• Exercise task:
Rename "dashboard" to "instrument panel" in the rows, starting at the beginning of the rows and ending at the line containing "573,1 -> 642,124", both included, and give those lines again with everything else unchanged and the pictures left out.

## BEGIN Data supplied

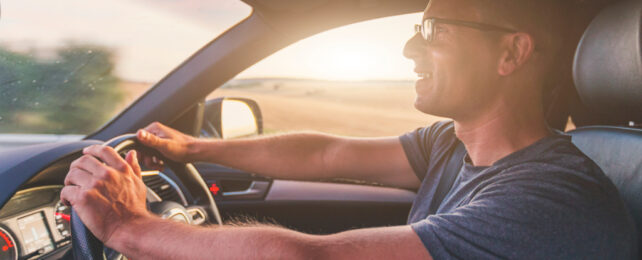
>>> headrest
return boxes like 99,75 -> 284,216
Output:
573,0 -> 642,124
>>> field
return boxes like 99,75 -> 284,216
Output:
208,79 -> 442,137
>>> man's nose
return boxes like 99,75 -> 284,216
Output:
403,33 -> 426,60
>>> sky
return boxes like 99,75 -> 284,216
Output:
0,0 -> 421,82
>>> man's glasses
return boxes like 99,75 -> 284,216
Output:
415,18 -> 517,43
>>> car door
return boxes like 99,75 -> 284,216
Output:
186,13 -> 439,233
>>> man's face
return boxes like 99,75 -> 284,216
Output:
404,0 -> 502,120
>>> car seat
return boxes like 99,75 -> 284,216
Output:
569,0 -> 642,254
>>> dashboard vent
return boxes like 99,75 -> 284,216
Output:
143,174 -> 183,205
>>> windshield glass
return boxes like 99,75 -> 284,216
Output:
0,0 -> 251,136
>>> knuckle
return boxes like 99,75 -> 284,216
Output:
91,179 -> 105,189
77,190 -> 91,203
102,170 -> 116,181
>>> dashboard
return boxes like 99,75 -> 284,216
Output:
0,185 -> 71,260
0,171 -> 188,260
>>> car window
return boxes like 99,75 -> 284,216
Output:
208,13 -> 440,137
0,0 -> 251,136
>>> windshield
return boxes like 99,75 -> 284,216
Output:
0,0 -> 251,136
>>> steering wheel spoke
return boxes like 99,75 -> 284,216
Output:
71,134 -> 222,260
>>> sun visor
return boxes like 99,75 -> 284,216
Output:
573,1 -> 642,124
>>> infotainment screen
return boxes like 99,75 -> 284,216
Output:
18,212 -> 54,254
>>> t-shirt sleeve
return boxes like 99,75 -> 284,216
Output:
399,121 -> 452,180
411,171 -> 622,259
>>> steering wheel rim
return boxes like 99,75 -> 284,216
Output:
70,134 -> 223,260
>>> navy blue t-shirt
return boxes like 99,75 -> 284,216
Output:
400,121 -> 638,259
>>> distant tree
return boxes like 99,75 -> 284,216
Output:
0,44 -> 124,134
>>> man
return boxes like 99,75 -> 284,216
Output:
62,0 -> 637,259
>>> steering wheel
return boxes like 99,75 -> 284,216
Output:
71,134 -> 222,260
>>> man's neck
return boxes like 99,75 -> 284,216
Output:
455,99 -> 551,166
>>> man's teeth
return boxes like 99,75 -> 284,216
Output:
417,73 -> 432,78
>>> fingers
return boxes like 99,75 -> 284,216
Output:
136,129 -> 167,148
83,145 -> 127,171
125,150 -> 142,177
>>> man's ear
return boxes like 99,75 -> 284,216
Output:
497,32 -> 535,76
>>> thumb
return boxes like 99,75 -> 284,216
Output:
125,150 -> 141,177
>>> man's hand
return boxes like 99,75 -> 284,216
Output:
136,122 -> 198,169
61,145 -> 152,246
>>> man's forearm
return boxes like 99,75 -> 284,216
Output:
106,217 -> 319,259
107,217 -> 431,260
182,133 -> 420,188
189,133 -> 338,180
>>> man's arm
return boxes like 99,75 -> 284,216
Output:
107,215 -> 432,260
61,145 -> 430,259
138,123 -> 421,188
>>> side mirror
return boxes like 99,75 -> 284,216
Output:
200,97 -> 263,139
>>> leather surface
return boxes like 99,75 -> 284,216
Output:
71,208 -> 106,260
569,126 -> 642,249
573,0 -> 642,123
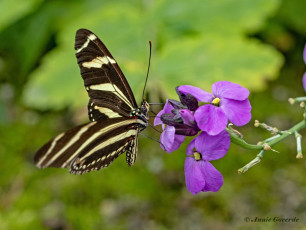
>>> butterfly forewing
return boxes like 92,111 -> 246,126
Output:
34,29 -> 148,174
75,29 -> 137,121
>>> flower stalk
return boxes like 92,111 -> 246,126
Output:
226,119 -> 306,174
294,131 -> 303,159
238,150 -> 265,174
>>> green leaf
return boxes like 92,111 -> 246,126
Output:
24,0 -> 283,108
0,0 -> 42,31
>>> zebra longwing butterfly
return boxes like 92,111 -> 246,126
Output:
34,29 -> 149,174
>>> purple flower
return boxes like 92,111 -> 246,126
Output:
303,44 -> 306,91
178,81 -> 252,135
185,130 -> 230,195
302,73 -> 306,91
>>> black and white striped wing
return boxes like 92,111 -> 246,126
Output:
34,118 -> 145,174
75,29 -> 137,121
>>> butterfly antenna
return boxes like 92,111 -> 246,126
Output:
142,41 -> 152,99
139,133 -> 166,149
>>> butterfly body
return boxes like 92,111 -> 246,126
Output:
34,29 -> 149,174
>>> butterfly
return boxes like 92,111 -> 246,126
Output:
34,29 -> 149,174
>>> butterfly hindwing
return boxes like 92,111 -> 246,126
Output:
34,29 -> 149,174
34,118 -> 145,168
75,29 -> 137,121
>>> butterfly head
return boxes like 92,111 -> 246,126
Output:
139,100 -> 150,121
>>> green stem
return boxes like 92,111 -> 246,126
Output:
226,128 -> 264,150
226,120 -> 306,150
232,119 -> 306,174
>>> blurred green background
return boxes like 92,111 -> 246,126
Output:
0,0 -> 306,230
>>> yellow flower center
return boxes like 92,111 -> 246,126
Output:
193,152 -> 202,161
211,97 -> 220,106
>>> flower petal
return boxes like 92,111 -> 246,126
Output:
303,44 -> 306,64
160,125 -> 185,153
178,85 -> 213,102
303,73 -> 306,92
186,138 -> 196,156
179,109 -> 195,127
194,105 -> 228,135
184,157 -> 205,195
220,98 -> 252,126
201,161 -> 223,192
196,130 -> 231,161
212,81 -> 250,101
154,99 -> 173,126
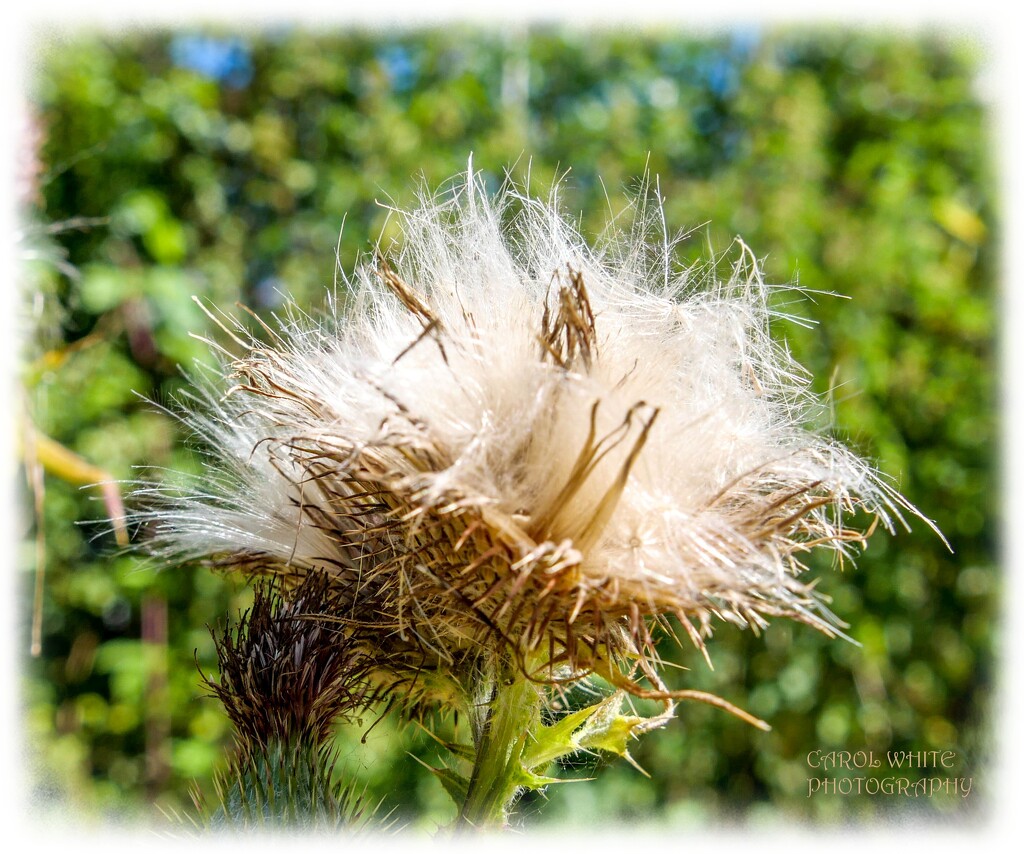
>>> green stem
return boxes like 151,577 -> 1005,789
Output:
456,671 -> 541,829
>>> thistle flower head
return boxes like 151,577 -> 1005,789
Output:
146,174 -> 929,692
204,572 -> 376,754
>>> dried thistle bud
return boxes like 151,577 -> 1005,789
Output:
144,175 -> 937,696
204,572 -> 376,754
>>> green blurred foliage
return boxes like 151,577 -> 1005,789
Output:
19,27 -> 1000,828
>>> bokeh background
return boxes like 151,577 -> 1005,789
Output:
17,26 -> 1001,829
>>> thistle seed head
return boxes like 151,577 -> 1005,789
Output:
146,174 -> 937,692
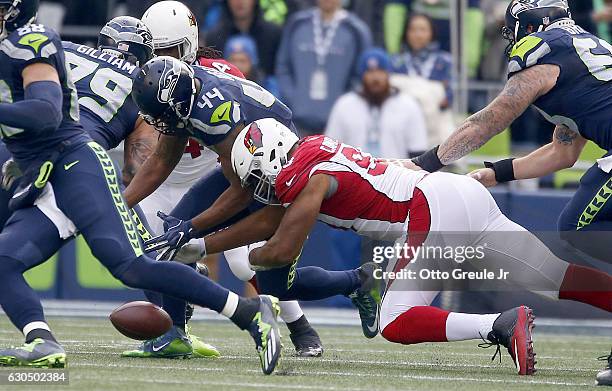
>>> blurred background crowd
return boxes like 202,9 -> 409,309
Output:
39,0 -> 612,184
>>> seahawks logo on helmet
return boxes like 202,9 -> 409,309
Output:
157,60 -> 181,103
244,122 -> 263,155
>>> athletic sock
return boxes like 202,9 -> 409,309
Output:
287,315 -> 312,334
23,322 -> 57,343
227,298 -> 261,330
446,312 -> 500,342
279,300 -> 304,326
381,306 -> 450,345
559,265 -> 612,312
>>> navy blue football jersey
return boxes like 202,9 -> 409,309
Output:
189,66 -> 293,146
0,24 -> 89,169
63,41 -> 139,150
508,21 -> 612,150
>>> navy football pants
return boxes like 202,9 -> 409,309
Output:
0,143 -> 234,330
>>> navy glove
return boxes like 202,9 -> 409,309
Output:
144,212 -> 195,260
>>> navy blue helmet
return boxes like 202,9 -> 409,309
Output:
98,16 -> 153,66
132,56 -> 197,135
0,0 -> 38,40
502,0 -> 572,51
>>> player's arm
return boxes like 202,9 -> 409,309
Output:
249,174 -> 330,268
123,117 -> 159,186
204,206 -> 285,254
191,154 -> 253,232
0,62 -> 63,133
414,64 -> 561,171
470,125 -> 587,187
123,135 -> 188,208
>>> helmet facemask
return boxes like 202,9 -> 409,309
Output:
242,153 -> 286,205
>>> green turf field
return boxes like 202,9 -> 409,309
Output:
0,316 -> 611,391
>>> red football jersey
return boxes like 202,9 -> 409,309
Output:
276,136 -> 427,240
198,57 -> 246,79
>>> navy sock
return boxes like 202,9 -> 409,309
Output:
142,289 -> 164,307
26,329 -> 57,343
115,256 -> 229,319
0,257 -> 45,330
257,266 -> 361,300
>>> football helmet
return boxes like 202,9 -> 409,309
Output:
0,0 -> 38,40
98,16 -> 153,66
142,1 -> 199,64
132,56 -> 197,135
231,118 -> 299,205
502,0 -> 572,54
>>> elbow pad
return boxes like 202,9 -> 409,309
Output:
20,81 -> 63,132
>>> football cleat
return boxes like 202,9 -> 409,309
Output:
247,295 -> 282,375
0,338 -> 66,368
289,326 -> 323,357
478,305 -> 536,375
348,262 -> 378,338
121,326 -> 193,358
597,351 -> 612,386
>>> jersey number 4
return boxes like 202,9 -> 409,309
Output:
574,38 -> 612,82
66,52 -> 132,122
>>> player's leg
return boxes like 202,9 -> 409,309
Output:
558,164 -> 612,263
380,174 -> 534,374
164,167 -> 322,356
223,246 -> 323,357
0,207 -> 66,367
52,143 -> 280,373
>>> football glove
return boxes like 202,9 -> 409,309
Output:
145,212 -> 195,260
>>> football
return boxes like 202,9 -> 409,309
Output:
109,301 -> 172,341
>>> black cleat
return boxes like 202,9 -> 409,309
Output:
348,262 -> 378,338
596,350 -> 612,386
478,305 -> 536,375
289,325 -> 323,357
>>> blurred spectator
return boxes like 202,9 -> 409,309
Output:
326,48 -> 427,159
223,35 -> 278,96
206,0 -> 282,75
277,0 -> 372,135
384,0 -> 485,77
393,14 -> 453,109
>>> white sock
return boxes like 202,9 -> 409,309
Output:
221,292 -> 238,318
279,300 -> 304,323
22,321 -> 51,336
446,312 -> 499,342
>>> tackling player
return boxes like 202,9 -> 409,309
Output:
205,119 -> 612,375
415,0 -> 612,384
0,0 -> 280,374
126,1 -> 323,357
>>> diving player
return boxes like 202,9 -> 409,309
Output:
0,0 -> 280,374
131,1 -> 323,357
125,57 -> 377,344
214,119 -> 612,375
415,0 -> 612,383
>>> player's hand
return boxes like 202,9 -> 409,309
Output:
2,159 -> 23,191
468,168 -> 497,187
145,212 -> 195,260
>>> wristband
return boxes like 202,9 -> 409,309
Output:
412,145 -> 444,172
484,158 -> 516,183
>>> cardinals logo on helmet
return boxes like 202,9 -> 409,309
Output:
244,122 -> 263,155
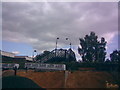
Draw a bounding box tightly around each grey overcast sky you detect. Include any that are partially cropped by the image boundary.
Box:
[2,2,118,59]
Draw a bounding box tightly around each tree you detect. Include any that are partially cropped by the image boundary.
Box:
[110,50,120,63]
[78,32,106,62]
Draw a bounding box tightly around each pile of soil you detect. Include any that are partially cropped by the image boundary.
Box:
[2,76,44,90]
[17,70,65,88]
[66,71,113,88]
[2,70,114,88]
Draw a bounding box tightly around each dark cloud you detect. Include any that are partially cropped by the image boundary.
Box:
[2,2,118,51]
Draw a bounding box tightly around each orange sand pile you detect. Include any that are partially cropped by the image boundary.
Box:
[2,70,113,88]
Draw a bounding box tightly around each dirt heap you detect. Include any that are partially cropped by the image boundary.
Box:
[66,71,113,88]
[2,70,114,88]
[17,71,64,88]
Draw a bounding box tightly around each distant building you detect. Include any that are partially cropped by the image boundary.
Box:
[14,56,33,61]
[0,50,33,63]
[0,50,15,57]
[38,48,76,63]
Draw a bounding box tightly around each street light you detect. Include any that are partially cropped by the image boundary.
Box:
[55,37,59,57]
[66,38,72,49]
[33,50,37,61]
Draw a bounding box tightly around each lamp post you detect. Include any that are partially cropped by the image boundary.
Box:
[55,37,59,57]
[33,50,37,61]
[66,38,72,49]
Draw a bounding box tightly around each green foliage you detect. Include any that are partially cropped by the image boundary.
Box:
[78,32,106,62]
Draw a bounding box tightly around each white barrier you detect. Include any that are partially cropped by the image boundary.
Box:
[25,63,66,70]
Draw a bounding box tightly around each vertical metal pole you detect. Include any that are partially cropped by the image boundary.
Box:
[55,38,59,57]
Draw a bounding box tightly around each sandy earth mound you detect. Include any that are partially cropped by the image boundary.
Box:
[1,70,114,88]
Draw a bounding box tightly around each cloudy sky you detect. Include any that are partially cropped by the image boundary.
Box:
[2,2,118,58]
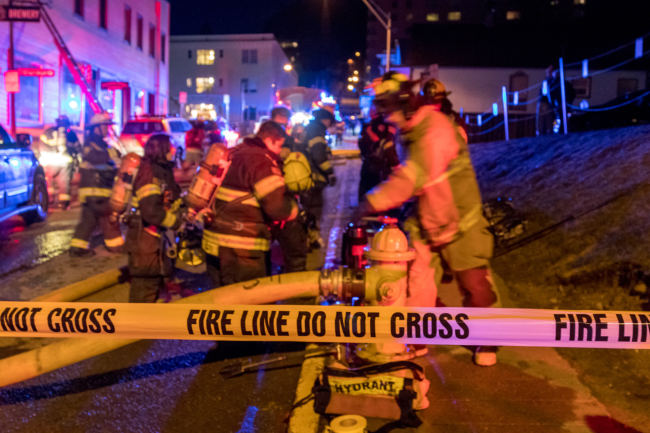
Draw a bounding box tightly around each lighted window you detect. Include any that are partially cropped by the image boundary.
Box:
[149,24,156,58]
[124,6,131,44]
[160,33,167,63]
[136,14,144,49]
[99,0,108,29]
[74,0,84,18]
[506,11,521,21]
[196,77,214,93]
[241,50,257,64]
[196,50,214,65]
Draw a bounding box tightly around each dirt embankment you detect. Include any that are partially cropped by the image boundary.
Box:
[470,126,650,431]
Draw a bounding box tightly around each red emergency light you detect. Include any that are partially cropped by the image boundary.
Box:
[5,70,20,93]
[16,68,54,77]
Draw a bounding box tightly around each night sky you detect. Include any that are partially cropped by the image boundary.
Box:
[170,0,367,87]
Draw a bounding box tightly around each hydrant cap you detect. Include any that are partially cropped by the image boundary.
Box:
[368,225,415,262]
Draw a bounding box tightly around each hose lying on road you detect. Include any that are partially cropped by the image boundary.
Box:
[32,266,129,302]
[0,271,320,387]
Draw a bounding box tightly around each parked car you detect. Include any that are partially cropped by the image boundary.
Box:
[0,121,49,224]
[119,116,192,156]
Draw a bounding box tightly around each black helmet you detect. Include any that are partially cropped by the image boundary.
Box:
[372,71,415,114]
[422,78,451,104]
[144,133,172,162]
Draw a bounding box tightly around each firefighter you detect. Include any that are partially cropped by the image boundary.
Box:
[39,115,81,210]
[359,112,399,200]
[70,113,124,257]
[210,121,298,284]
[360,72,497,366]
[126,134,182,302]
[271,106,311,272]
[184,119,207,169]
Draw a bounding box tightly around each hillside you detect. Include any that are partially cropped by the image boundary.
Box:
[470,126,650,431]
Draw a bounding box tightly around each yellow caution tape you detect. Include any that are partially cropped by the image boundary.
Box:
[0,302,650,349]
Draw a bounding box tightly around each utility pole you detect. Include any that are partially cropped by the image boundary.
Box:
[361,0,392,72]
[7,0,20,137]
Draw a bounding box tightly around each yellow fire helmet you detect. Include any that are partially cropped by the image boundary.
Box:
[283,152,314,192]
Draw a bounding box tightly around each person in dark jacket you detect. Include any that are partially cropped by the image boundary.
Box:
[126,134,182,302]
[209,121,298,284]
[271,106,308,272]
[359,110,399,200]
[70,113,124,257]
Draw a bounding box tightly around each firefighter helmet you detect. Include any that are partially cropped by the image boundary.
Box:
[372,71,415,113]
[367,224,415,262]
[283,152,314,192]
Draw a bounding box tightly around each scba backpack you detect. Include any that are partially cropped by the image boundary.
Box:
[312,361,429,427]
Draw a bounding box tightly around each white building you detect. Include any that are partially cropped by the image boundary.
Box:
[169,33,298,129]
[0,0,170,133]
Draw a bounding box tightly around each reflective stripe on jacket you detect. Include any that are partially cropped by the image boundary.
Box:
[210,137,298,251]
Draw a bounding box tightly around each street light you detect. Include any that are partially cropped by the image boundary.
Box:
[361,0,392,72]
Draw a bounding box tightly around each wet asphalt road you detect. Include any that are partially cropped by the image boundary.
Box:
[0,160,359,433]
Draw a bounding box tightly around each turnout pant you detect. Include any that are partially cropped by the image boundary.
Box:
[219,246,271,286]
[127,226,173,302]
[406,218,498,308]
[70,197,124,250]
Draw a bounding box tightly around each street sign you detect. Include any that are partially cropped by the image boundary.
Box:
[5,70,20,93]
[17,68,54,77]
[0,6,41,22]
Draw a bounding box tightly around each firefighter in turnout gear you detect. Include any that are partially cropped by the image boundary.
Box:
[70,113,124,256]
[209,121,298,284]
[126,134,182,302]
[360,72,497,366]
[271,106,311,272]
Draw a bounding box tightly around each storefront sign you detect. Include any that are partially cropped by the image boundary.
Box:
[0,6,41,22]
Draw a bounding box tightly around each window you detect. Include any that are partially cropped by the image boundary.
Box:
[196,50,214,65]
[506,11,521,21]
[137,14,144,49]
[149,24,156,58]
[74,0,84,18]
[160,33,167,63]
[124,6,131,45]
[616,77,639,97]
[99,0,108,29]
[508,71,528,111]
[196,77,214,93]
[241,50,257,64]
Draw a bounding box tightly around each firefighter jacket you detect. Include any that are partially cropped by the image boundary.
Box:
[132,158,181,237]
[79,134,117,203]
[209,137,298,251]
[366,105,482,247]
[303,120,334,186]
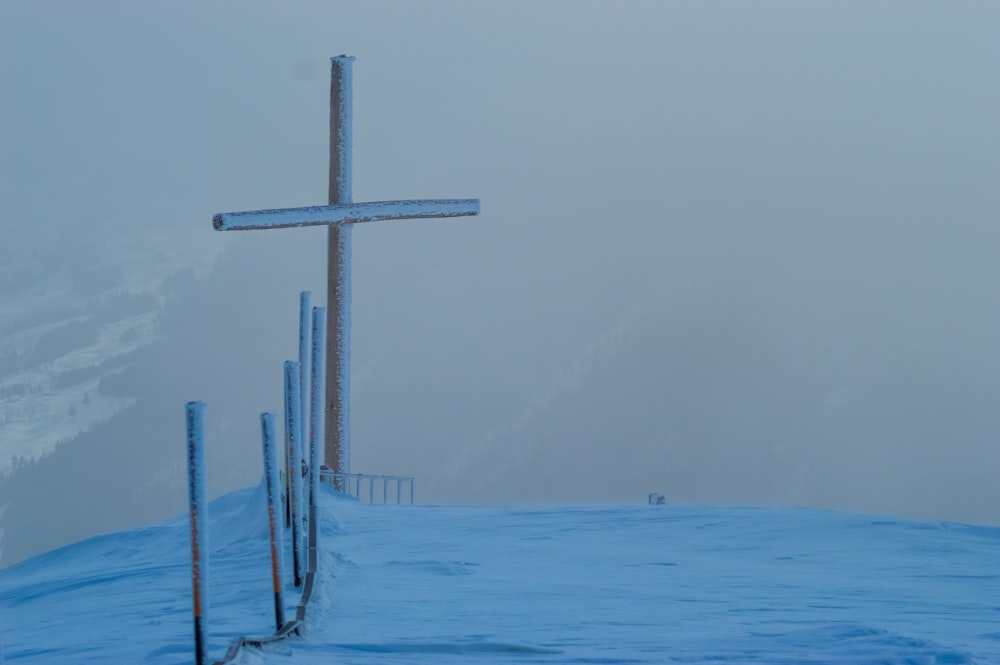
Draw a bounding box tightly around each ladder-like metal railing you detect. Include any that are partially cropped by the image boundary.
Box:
[319,468,413,506]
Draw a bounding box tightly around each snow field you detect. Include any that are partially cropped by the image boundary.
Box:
[0,487,1000,665]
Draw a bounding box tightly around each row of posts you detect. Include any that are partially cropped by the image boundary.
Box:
[186,291,326,665]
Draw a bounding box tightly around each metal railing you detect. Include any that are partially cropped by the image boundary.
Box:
[319,468,413,506]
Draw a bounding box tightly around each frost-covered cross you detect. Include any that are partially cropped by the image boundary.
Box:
[212,55,479,473]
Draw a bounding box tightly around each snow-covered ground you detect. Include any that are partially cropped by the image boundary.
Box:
[0,488,1000,665]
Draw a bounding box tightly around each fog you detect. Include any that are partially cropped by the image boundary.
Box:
[0,0,1000,557]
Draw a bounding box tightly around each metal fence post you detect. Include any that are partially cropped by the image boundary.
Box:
[260,413,285,630]
[309,307,328,570]
[285,360,304,587]
[185,402,208,665]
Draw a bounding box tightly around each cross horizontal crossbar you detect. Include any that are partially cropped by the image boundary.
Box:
[212,199,479,231]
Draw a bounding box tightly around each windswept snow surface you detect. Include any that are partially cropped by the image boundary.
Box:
[0,488,1000,665]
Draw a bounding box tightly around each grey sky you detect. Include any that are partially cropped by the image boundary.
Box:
[0,1,1000,544]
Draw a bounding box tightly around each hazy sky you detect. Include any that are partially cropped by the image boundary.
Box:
[0,0,1000,536]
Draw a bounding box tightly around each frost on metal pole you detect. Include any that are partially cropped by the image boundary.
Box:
[212,55,479,482]
[299,291,312,446]
[309,307,326,548]
[285,360,304,587]
[260,413,285,630]
[185,402,208,665]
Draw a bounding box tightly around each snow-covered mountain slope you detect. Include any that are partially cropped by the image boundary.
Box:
[0,227,218,474]
[0,482,1000,665]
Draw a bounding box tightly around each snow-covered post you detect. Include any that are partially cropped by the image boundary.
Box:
[309,307,326,548]
[325,55,354,494]
[285,360,304,586]
[260,413,285,630]
[185,402,208,665]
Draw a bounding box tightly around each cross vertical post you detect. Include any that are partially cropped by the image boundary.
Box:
[212,55,479,478]
[323,55,354,482]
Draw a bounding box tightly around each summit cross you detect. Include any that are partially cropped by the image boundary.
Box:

## END Data supplied

• The output:
>>> headrest
return boxes like 99,75 -> 284,216
Output:
573,0 -> 642,124
>>> field
return boxes like 99,75 -> 284,216
Output:
208,79 -> 442,137
>>> man's nose
return boxes like 99,75 -> 284,216
Output:
403,33 -> 426,60
>>> sky
return boxes like 99,75 -> 284,216
Output:
0,0 -> 421,82
>>> man's glasses
return boxes like 99,75 -> 284,216
Output:
415,18 -> 517,43
>>> car door
return boxes like 99,75 -> 284,216
Output:
186,13 -> 439,233
>>> man's face
return boxes like 99,75 -> 284,216
Output:
404,0 -> 502,120
>>> car seat
return boxes like 99,75 -> 284,216
Output:
569,0 -> 642,254
>>> instrument panel vent
return boxes like 99,75 -> 284,216
Output:
143,174 -> 183,205
>>> windshield glass
return boxes like 99,75 -> 284,216
Output:
0,0 -> 251,136
>>> knuckle
return boxes like 99,75 -> 284,216
Output:
91,179 -> 105,189
77,190 -> 91,203
102,170 -> 116,181
>>> instrument panel
return boxes like 99,75 -> 284,216
Output:
0,185 -> 71,260
0,171 -> 188,260
>>> car window
return boxes like 99,75 -> 284,216
Output:
208,13 -> 440,137
0,0 -> 251,136
>>> windshield
return boxes like 99,75 -> 284,216
Output:
0,0 -> 251,136
>>> steering wheel spoke
return boxes like 99,75 -> 284,216
Output:
71,134 -> 222,260
>>> sun visor
return boxes like 99,75 -> 284,216
Output:
573,1 -> 642,124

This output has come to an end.